● **Text extract**:
····················
What is the title of the executive body and its members? What are their main duties, tasks and responsibilities?

The Management Body is the managing/executive body of the SRL. It represents the SRL and must carry out management duties in the interests of the SRL in accordance with its purpose.

Pursuant to the articles of incorporation, the members of the Management Body may either be jointly and severally responsible for all the acts carried out by the board or each manager may be responsible for his/her own acts. It is important to obtain legal advice on this issue prior to becoming a manager.


How are the members of the executive body appointed, dismissed and replaced?

The Management Body is initially appointed in the deed of incorporation and thereafter by the Partners´ Meeting. They may be appointed for an indefinite period of time.

Managers may be partners.

Alternate managers may be appointed.

Dismissal and replacement of the managers is decided by the Partners´ Meeting pursuant to the articles of incorporation.

Managers may always be dismissed by decision of the majority of the Partner´s Meeting.

The Manager is the president of the SRL with full powers to represent it. If there is a Management Body, the articles of incorporation may establish different positions of the members. Otherwise, they may jointly manage the SRL.

Any changes in the management appointments must be registered with the incumbent Public Registry.


Is it possible to appoint corporate directors or must all directors be natural persons?
····················
Point-labeling examples
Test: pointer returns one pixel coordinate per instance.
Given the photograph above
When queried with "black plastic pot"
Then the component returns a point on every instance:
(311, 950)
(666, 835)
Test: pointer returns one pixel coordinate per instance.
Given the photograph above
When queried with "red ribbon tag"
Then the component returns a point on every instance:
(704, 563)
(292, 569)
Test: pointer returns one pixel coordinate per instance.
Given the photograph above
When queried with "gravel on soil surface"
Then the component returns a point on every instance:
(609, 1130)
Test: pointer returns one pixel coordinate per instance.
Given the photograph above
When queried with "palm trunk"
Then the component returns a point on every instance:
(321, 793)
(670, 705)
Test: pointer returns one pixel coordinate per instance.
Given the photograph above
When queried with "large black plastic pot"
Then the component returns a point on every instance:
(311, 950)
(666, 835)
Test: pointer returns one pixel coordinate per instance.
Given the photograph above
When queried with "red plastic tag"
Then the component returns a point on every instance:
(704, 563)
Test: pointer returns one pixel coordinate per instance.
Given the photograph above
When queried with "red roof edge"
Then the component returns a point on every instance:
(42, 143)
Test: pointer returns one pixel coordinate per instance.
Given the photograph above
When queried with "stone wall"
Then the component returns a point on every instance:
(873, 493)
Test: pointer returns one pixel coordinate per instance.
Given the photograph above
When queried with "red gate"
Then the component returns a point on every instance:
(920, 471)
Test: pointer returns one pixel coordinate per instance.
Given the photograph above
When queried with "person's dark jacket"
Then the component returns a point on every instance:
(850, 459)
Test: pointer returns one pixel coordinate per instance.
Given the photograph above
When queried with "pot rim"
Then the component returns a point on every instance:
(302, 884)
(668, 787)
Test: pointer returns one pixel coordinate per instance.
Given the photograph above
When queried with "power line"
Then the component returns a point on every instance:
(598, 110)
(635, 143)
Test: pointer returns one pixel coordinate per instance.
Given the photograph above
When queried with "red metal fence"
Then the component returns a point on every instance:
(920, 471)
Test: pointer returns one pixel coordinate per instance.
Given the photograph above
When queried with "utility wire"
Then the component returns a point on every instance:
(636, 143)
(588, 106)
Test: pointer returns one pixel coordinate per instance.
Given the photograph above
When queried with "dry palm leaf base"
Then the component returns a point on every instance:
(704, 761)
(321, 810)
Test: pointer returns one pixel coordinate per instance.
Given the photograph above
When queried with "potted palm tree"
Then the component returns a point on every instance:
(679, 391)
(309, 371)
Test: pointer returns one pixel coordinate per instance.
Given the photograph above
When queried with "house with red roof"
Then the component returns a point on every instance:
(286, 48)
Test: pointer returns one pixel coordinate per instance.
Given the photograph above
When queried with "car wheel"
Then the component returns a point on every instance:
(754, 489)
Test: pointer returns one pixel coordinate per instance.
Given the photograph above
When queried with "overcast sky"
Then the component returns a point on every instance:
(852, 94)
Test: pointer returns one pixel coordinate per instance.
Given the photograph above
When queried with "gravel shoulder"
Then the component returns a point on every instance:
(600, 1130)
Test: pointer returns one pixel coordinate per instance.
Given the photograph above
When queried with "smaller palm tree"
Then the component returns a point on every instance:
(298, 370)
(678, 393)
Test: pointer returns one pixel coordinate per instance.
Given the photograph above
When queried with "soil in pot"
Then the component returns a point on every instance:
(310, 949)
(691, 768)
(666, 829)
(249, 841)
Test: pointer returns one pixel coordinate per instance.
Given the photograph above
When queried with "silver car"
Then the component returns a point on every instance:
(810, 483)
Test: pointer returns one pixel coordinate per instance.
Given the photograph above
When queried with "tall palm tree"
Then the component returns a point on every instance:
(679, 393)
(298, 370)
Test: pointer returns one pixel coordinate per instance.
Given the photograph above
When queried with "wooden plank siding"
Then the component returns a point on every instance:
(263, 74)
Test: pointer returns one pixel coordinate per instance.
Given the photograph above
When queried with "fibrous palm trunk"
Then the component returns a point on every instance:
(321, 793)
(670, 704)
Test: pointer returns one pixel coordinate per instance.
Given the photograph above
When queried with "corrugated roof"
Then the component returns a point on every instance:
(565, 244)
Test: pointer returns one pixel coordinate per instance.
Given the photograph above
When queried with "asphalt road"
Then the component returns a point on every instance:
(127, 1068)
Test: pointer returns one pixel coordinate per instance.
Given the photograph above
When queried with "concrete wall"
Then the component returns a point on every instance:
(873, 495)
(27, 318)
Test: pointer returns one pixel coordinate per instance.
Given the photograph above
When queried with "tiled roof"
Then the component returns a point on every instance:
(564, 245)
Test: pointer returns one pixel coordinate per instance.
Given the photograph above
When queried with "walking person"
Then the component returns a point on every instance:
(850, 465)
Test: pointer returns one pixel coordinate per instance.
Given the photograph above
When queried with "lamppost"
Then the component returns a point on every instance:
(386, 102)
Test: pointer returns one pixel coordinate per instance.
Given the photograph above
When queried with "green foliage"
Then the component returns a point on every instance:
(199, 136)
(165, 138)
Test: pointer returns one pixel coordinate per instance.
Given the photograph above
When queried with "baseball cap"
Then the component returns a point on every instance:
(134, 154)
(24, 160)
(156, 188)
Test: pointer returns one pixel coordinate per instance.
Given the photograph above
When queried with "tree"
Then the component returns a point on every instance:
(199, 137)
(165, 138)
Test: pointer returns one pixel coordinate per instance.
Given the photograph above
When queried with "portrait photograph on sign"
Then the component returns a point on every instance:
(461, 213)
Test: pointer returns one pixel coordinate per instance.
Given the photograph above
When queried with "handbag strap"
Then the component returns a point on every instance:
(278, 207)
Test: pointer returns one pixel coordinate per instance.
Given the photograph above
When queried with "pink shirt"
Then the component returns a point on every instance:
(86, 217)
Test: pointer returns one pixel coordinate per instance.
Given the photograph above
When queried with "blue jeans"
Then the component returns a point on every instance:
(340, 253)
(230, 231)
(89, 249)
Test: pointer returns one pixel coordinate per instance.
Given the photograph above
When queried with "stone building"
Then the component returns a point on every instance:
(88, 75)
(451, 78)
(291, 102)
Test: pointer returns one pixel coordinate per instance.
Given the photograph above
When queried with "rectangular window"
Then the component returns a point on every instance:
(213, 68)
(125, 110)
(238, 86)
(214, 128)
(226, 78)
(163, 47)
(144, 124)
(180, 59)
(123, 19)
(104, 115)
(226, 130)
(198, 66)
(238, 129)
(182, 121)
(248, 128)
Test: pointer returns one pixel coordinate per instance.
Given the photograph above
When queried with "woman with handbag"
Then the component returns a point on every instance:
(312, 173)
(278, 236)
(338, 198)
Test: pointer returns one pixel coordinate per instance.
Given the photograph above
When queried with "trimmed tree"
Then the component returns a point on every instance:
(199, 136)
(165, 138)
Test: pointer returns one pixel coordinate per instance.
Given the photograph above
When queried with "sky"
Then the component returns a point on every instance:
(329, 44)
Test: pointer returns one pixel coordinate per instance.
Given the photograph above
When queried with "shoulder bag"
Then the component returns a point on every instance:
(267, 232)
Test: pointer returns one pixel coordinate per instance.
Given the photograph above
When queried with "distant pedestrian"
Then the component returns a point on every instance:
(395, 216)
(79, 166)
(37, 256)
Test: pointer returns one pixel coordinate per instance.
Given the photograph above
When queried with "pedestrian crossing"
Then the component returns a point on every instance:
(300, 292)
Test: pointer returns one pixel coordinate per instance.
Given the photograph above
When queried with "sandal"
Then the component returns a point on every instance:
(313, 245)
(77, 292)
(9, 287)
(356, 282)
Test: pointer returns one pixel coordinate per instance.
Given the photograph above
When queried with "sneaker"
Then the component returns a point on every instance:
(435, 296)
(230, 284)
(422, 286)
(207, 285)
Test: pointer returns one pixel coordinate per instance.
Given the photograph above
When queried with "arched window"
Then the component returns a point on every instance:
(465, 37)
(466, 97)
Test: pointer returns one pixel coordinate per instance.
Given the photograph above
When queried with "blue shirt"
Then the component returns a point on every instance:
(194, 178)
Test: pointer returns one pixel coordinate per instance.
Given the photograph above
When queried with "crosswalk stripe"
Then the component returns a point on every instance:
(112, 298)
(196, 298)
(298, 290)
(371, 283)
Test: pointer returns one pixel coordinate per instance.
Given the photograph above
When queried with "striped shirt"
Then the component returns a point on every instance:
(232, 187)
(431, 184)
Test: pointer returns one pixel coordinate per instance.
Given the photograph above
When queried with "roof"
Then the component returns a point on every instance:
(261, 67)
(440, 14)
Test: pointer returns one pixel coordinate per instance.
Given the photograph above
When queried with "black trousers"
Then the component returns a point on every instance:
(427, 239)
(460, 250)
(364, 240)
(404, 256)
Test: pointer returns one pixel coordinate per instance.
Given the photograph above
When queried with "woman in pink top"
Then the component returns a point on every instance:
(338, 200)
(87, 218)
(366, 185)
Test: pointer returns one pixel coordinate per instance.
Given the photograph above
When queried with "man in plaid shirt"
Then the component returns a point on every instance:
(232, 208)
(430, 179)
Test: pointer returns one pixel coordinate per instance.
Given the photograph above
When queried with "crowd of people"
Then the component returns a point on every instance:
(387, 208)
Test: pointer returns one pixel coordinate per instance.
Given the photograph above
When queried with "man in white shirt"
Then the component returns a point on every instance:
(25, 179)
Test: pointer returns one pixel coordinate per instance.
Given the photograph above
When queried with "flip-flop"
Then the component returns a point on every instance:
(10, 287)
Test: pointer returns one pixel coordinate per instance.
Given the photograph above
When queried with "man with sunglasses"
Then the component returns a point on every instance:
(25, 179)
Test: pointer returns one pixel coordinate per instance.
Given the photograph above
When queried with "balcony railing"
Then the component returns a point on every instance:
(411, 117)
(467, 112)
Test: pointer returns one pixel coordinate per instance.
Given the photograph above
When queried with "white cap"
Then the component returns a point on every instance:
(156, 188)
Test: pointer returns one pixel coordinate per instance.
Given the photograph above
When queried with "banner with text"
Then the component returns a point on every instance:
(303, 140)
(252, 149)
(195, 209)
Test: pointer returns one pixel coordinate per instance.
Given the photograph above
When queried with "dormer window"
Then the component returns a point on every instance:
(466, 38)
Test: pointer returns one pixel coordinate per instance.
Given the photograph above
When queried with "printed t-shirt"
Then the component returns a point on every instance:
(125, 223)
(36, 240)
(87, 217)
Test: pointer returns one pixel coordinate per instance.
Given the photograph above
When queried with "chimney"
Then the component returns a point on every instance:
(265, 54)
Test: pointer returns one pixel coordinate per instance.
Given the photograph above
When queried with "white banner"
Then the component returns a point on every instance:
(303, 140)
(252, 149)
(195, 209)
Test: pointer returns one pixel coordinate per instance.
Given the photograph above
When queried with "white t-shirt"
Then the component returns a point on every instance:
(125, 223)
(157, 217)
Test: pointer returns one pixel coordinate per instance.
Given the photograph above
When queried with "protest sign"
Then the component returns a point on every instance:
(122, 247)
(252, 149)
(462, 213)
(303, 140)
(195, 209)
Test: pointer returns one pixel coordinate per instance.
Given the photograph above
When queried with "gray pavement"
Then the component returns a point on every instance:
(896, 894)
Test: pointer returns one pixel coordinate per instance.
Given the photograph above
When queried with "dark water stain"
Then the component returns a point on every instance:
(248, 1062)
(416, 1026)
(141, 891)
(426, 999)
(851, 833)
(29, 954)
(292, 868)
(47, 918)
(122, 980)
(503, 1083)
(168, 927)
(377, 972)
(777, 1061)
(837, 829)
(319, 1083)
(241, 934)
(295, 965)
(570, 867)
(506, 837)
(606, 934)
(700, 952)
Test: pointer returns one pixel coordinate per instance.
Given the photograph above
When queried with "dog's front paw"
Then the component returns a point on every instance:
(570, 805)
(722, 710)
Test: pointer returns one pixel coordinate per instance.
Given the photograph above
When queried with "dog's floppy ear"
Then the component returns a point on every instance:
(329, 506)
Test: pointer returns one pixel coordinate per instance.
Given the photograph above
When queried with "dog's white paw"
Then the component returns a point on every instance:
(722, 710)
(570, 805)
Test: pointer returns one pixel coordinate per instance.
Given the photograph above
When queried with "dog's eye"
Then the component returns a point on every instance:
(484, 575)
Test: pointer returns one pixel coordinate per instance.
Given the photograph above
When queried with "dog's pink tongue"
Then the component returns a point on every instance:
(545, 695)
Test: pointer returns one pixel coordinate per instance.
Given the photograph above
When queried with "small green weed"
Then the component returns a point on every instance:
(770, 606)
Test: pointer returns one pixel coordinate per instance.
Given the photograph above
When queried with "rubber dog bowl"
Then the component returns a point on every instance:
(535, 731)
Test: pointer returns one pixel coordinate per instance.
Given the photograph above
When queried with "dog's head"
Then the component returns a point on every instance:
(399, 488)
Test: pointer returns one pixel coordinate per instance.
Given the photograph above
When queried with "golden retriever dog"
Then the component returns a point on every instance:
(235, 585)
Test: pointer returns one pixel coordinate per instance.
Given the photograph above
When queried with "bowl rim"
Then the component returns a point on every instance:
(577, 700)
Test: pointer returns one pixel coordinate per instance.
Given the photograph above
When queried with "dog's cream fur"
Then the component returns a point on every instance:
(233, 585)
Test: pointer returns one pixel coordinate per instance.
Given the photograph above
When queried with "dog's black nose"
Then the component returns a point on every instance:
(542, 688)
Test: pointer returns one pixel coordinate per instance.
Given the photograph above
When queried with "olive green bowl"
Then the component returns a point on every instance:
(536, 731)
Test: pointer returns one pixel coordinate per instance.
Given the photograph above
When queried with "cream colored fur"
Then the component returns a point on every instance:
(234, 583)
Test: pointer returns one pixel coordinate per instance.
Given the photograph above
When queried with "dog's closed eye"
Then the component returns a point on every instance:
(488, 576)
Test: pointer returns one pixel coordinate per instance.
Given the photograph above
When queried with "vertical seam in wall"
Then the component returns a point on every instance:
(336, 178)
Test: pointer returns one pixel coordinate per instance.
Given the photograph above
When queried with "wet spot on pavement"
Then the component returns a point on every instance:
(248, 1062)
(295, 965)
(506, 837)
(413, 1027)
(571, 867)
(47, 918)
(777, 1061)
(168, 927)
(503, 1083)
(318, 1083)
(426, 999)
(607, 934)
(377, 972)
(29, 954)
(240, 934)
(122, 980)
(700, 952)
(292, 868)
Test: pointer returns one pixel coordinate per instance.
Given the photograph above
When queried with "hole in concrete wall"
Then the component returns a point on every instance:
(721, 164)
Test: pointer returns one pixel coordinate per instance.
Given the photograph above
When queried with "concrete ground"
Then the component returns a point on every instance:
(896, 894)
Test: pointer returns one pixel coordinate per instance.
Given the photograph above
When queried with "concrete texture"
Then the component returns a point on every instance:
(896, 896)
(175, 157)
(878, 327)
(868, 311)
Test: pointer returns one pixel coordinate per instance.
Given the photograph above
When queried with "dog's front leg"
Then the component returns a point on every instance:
····················
● **What you will do**:
A) Answer these questions using the passage on the SRL Management Body:
(i) Where is the Management Body first appointed?
(ii) Whose majority decision can always dismiss managers?
(iii) Where must changes in management appointments be registered?
B) Transcribe the passage on the SRL Management Body between "Dismissal and replacement" and "be natural persons?", inclusive.
The records have nothing to do with the passage on the SRL Management Body.

● **Task solutions**:
A)
(i) In the deed of incorporation.
(ii) The Partners´ Meeting.
(iii) With the incumbent Public Registry.

B)
Dismissal and replacement of the managers is decided by the Partners´ Meeting pursuant to the articles of incorporation.

Managers may always be dismissed by decision of the majority of the Partner´s Meeting.

The Manager is the president of the SRL with full powers to represent it. If there is a Management Body, the articles of incorporation may establish different positions of the members. Otherwise, they may jointly manage the SRL.

Any changes in the management appointments must be registered with the incumbent Public Registry.


Is it possible to appoint corporate directors or must all directors be natural persons?